- **STATED GOAL**
Return each line of the data below exactly, omitting any pictures.

[RAW RECORDS start]

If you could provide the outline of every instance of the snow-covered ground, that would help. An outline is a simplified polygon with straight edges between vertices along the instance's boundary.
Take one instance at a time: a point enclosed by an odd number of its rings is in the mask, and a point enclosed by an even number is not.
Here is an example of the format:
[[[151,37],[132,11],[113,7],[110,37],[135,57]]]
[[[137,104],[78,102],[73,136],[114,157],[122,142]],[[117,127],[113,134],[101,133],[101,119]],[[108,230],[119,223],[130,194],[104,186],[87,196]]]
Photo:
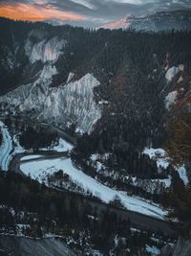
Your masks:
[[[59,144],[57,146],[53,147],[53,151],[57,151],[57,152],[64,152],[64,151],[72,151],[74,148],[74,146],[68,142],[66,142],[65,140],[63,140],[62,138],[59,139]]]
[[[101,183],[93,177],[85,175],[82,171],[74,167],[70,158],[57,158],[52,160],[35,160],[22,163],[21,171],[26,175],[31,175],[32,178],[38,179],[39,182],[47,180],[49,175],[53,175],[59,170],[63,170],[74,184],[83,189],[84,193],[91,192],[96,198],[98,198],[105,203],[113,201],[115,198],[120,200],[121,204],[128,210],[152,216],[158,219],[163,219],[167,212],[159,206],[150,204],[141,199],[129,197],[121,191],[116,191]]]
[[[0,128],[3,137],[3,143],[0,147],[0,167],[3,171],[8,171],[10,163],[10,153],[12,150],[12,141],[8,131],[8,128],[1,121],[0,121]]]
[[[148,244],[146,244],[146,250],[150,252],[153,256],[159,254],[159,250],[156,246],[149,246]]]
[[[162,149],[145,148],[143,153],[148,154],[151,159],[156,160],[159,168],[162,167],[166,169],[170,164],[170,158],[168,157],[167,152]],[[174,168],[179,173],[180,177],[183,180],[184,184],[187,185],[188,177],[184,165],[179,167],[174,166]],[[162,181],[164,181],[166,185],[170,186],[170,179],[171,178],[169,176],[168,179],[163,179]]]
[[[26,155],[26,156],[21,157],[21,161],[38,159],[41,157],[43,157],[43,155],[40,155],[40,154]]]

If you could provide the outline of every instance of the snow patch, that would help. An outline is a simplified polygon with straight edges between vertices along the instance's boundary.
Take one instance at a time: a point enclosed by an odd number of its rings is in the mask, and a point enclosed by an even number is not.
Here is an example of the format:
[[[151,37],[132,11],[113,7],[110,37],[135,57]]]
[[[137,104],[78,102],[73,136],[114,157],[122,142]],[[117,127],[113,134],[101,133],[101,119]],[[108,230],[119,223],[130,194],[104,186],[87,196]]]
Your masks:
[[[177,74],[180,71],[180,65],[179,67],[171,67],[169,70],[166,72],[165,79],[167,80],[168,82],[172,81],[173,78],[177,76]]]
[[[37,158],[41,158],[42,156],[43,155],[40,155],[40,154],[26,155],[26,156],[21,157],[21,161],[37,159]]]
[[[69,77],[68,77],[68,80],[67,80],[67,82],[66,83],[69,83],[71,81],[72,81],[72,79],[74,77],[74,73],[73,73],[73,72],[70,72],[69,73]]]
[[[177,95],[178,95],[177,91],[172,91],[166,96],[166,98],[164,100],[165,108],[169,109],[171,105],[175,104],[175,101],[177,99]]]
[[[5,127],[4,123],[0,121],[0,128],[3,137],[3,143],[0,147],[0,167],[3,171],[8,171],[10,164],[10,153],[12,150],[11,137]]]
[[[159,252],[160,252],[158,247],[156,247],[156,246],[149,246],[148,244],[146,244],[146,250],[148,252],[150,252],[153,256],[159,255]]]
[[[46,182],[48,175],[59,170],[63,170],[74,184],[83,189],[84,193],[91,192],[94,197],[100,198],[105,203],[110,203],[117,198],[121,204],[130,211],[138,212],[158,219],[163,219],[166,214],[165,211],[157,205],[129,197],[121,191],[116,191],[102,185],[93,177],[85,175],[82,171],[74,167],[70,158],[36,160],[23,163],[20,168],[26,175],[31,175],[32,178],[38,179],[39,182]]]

[RAW RECORDS end]

- **RESULT OF THIS EXERCISE**
If you could provide the outline of every instance of the snow-covered ground, that would help. An outline is a simplified polygon with straight edges between vertices along the instance's boundary.
Take one instance at a time: a point enclosed by an odd number of its rings is in the mask, and a point enclosed by an even number is not.
Here is an example of the format:
[[[151,37],[132,11],[113,7],[110,37],[135,57]]]
[[[137,104],[78,102],[73,136],[114,157],[122,142]],[[117,127],[113,134],[101,133],[101,119]],[[108,230],[119,223],[130,194],[104,186],[87,196]]]
Photo:
Your masks:
[[[59,144],[57,146],[53,147],[53,151],[57,151],[57,152],[64,152],[64,151],[72,151],[74,148],[74,146],[68,142],[66,142],[65,140],[63,140],[62,138],[59,139]]]
[[[101,183],[93,177],[85,175],[82,171],[74,167],[70,158],[57,158],[52,160],[35,160],[22,163],[21,171],[26,175],[31,175],[32,178],[38,179],[39,182],[47,180],[49,175],[53,175],[59,170],[63,170],[74,184],[83,189],[84,193],[91,192],[96,198],[98,198],[105,203],[113,201],[115,198],[120,200],[121,204],[128,210],[152,216],[158,219],[163,219],[167,212],[159,206],[150,204],[141,199],[129,197],[121,191],[116,191]]]
[[[0,128],[3,137],[3,143],[0,147],[0,167],[3,171],[8,171],[10,163],[10,153],[12,150],[12,141],[8,131],[8,128],[1,121],[0,121]]]
[[[148,244],[146,244],[146,250],[150,252],[153,256],[159,254],[159,250],[156,246],[149,246]]]
[[[162,149],[145,148],[143,153],[148,154],[151,159],[156,160],[159,168],[162,167],[166,169],[170,164],[170,158],[168,157],[167,152]],[[174,168],[179,173],[180,177],[183,180],[184,184],[187,185],[188,177],[184,165],[179,167],[174,166]],[[162,181],[164,181],[166,185],[170,186],[170,179],[171,178],[169,176],[168,179],[163,179]]]
[[[26,155],[26,156],[21,157],[21,161],[38,159],[41,157],[43,157],[43,155],[40,155],[40,154]]]

If you could provide the outline of every instance of the snow patch, that would help. An outline is a simplified polygon with straight edges between vertices along the instance's boundary.
Take one instance at a time: a point enclosed by an odd number of its rings is in the mask, and a point enclosed by an even number is not.
Here is an example of the format:
[[[151,37],[132,11],[113,7],[110,37],[135,57]]]
[[[137,104],[78,102],[73,136],[114,157],[122,142]],[[117,127],[113,134],[101,133],[101,119]],[[108,230],[119,223],[130,194],[104,186],[87,196]]]
Your masks:
[[[177,74],[180,71],[180,65],[179,67],[171,67],[169,70],[166,72],[165,79],[167,80],[168,82],[172,81],[173,78],[177,76]]]
[[[37,158],[41,158],[42,156],[43,155],[40,155],[40,154],[26,155],[26,156],[21,157],[21,161],[37,159]]]
[[[69,77],[68,77],[68,80],[67,80],[67,82],[66,83],[69,83],[71,81],[72,81],[72,79],[74,77],[74,73],[73,73],[73,72],[70,72],[69,73]]]
[[[177,95],[178,95],[177,91],[172,91],[166,96],[166,98],[164,100],[165,108],[169,109],[171,105],[175,104],[175,101],[177,99]]]
[[[5,127],[4,123],[0,121],[0,128],[3,137],[3,143],[0,147],[0,167],[3,171],[8,171],[10,164],[10,153],[12,150],[11,137]]]
[[[159,252],[160,252],[158,247],[156,247],[156,246],[149,246],[148,244],[146,244],[146,250],[148,252],[150,252],[153,256],[159,255]]]
[[[46,182],[48,175],[59,170],[63,170],[74,184],[83,189],[84,193],[91,192],[94,197],[100,198],[105,203],[110,203],[117,198],[121,204],[130,211],[138,212],[158,219],[163,219],[166,214],[165,211],[157,205],[129,197],[121,191],[116,191],[102,185],[93,177],[85,175],[82,171],[74,167],[70,158],[36,160],[23,163],[20,168],[26,175],[31,175],[32,178],[38,179],[39,182]]]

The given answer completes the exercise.